### Exercise requirements
The entries need to be copied exactly as they stand, images left out.

########################################

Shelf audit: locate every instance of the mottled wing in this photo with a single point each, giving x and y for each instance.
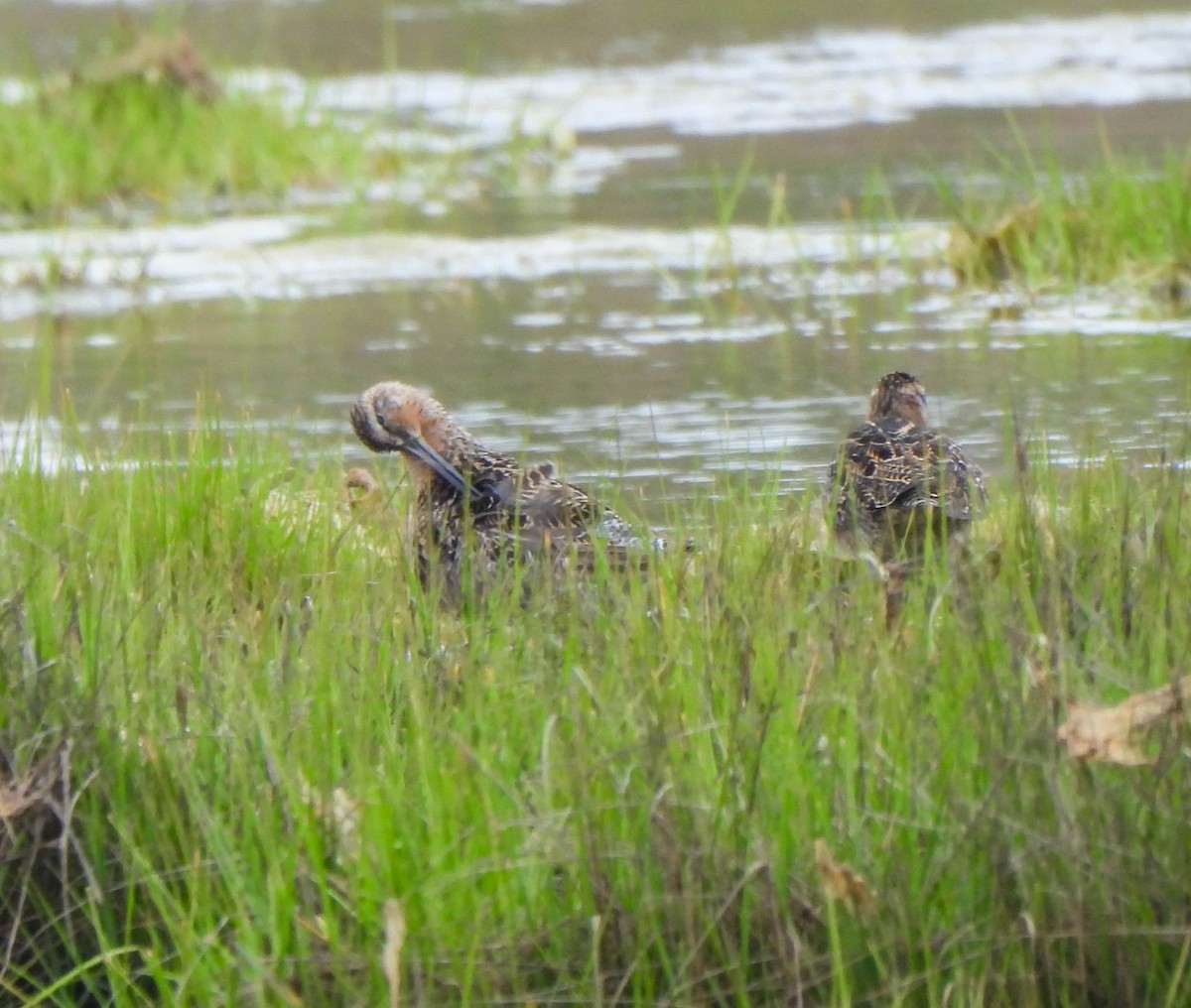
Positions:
(960, 477)
(533, 508)
(891, 464)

########################################

### Task result
Shelf audit: locate every instance of the mottled wing in this photo with a single point each, giving x and y for each instance.
Positions:
(960, 477)
(533, 508)
(891, 464)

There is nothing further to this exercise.